§ TRECHO DO TEXTO:
A visão da vida como um ciclo
Também de acordo com essa filosofia a vida é algo passageiro e um ciclo que se renova e se repete, uma vida que não deu certo será substituída por outra vida. Não existe na visão desta religião do fatalismo espírita de que encarnamos para evoluir, para sofrer e tal.Olha, não existe essa de religião certa, ninguém sabe, cada religião é, na verdade, uma proposta de ver a vida e adicionalmente, as mais profundas e especiais trazem conhecimento de como se comunicar com o divino e usar o supernatural para te ajudar na vida. Cada pessoa deve escolher com qual visão de vida se enquadra melhor, ou seja, com qual visão metafórica ele pretende viver. Isso é o básico da religião.
Estará mais certo aquele que se sentir de fato conectado com o divino, assistido e respondido em suas dúvidas, anseios e ajudas. No caso da religião Yorùbá com o Candomblé e com Ifa eu posso dar meu testemunho pessoal de estar 100% atendido. Tenho retorno do divino, tenho resposta e contato. O divino, deus, não é alguém distante que responde com silêncio às minhas preces, ele responde com resultado e ações à minha Fé.
Não tenho dessa maneira como dizer que esta religião está errada, pelo contrário, minha fé e o retorno que tenho dela me fazem dizer que esta religião está certa. Se ela é uma religião verdadeira que não engana minha fé com silêncio e crença no inatingível e a perspectiva de que só vou ser feliz depois que morrer, então tenho que dar continuidade a minha fé e crer nos dogmas e teologias, mas, principalmente da esperança de vida que ela me dá.
Nesse sentido sou sim compelido a acreditar que vivemos porque gostamos de viver, vivemos porque a vida é uma aventura, uma experiência gratificando de emoções, prazeres, realizações e sabores. Acredito que vivemos e voltamos a viver porque queremos estar aqui, no Aiye, com nossa família.
Ao seguir esta fé nesse modelo, a gente entende que a vida é importante as se renova e que morrer é esperar um novo ciclo.
A morte, Ikú, é uma divindade masculina, criação de Olodumare e presente em vários mitos e versos de Odù. Existem muitas histórias importantes com Ikú, a que gosto mais é que diz que quando Olodumare deu a Oxala a missão de criar a humanidade, as pessoas, Oxala precisou de barro para fazer o corpo das pessoas. Ele foi pegar o barro para fazer os corpos mas o barro chorava muito quando ela pegava um pouco do barro para moldar os corpos e Oxala ficava com pena, não conseguindo pegar o barro. Outros Orixá tentaram ajudar Oxala e não conseguiram também, somente Ikú foi quem teve coragem de pegar barro para Oxala, não ouvindo as lamentações do barro, mas Ikú ficou encarregado de devolver ao barro a porção que ele retirava para fazer os corpos. Essa é a razão pela qual é a morte que leva a vida das pessoas e devolve para o barro e também a razão pela qual os mortos yorùbá devem ser enterrados.

§ TAREFA 1: Repita do texto sobre a vida como um ciclo a parte que vai de "A visão da vida" até "básico da religião.", incluindo essas palavras.
§ TAREFA 2: No texto sobre a vida como um ciclo, de que Ikú ficou encarregado depois de pegar o barro para Oxala?
§ TAREFA 3: Siga escrevendo o texto sobre a vida como um ciclo a partir do ponto em que ele termina.

Dados de apontamento com base em imagens

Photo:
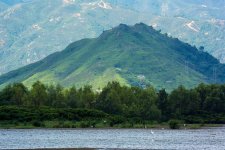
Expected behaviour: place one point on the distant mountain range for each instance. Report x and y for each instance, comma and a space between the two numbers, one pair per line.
133, 55
32, 29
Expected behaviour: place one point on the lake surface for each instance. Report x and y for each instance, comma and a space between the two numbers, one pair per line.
213, 138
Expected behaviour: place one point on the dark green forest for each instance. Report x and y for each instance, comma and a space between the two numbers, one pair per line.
115, 104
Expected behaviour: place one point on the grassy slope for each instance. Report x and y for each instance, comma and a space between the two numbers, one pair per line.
135, 55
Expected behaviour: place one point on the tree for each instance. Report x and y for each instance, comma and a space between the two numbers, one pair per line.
72, 97
38, 94
19, 92
6, 95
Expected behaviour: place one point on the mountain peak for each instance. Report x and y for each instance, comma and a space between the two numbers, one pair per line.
133, 55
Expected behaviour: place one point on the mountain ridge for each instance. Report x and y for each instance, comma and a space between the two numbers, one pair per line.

§ RESPOSTA 1:
A visão da vida como um ciclo
Também de acordo com essa filosofia a vida é algo passageiro e um ciclo que se renova e se repete, uma vida que não deu certo será substituída por outra vida. Não existe na visão desta religião do fatalismo espírita de que encarnamos para evoluir, para sofrer e tal.Olha, não existe essa de religião certa, ninguém sabe, cada religião é, na verdade, uma proposta de ver a vida e adicionalmente, as mais profundas e especiais trazem conhecimento de como se comunicar com o divino e usar o supernatural para te ajudar na vida. Cada pessoa deve escolher com qual visão de vida se enquadra melhor, ou seja, com qual visão metafórica ele pretende viver. Isso é o básico da religião.

§ RESPOSTA 2: De devolver ao barro a porção que ele retirava para fazer os corpos.

§ RESPOSTA 3:
Dessa maneira morrer não é um mal, as pessoas morrem por muitos motivos. Nos versos existem mortes como punição por males e erros. A morte não é uma exceção, é, na verdade, alguma coisa muito natural. Lembro que existiam sacrifícios humanos, eram raros e especiais, mas, haviam e eles acabaram com a colonização européia
Igualmente quando nasciam gêmeos, isso era considerado de mal agouro e os gêmeos eram mortos pelos pais. Esse costume de matar os gêmeos também se prolongou por longa data, encerrando somente devido a pressão da colonização.
Isso tudo tem a finalidade de concluir que a forma como essa religião vê a morte é muito distinta da forma como outras religiões a veem.
Conclusão
Não existe referência direta ao aborto provocado na religião Yorùbá, mas, o aborto natural é largamente entendido e tem causas naturais ou supernaturais bem exploradas.
Não existe um dogma que determine ser certo ou errado o ato de abortar. Ser certo ou errado dependerá das circunstâncias e motivos, mas, existem consequências para um ato errado que, contudo, podem ser amenizadas ou resolvidas através da religião.
Realizar o aborto não implica em matar uma pessoa, uma pessoa é um indivíduo depois que ele respira por sua própria conta. O corpo é um receptáculo em formação e pertence ao corpo da mulher enquanto sendo formado.
O ato do aborto não condena a vida de ninguém, mas pode trazer complicações que se refletirão em momentos futuros.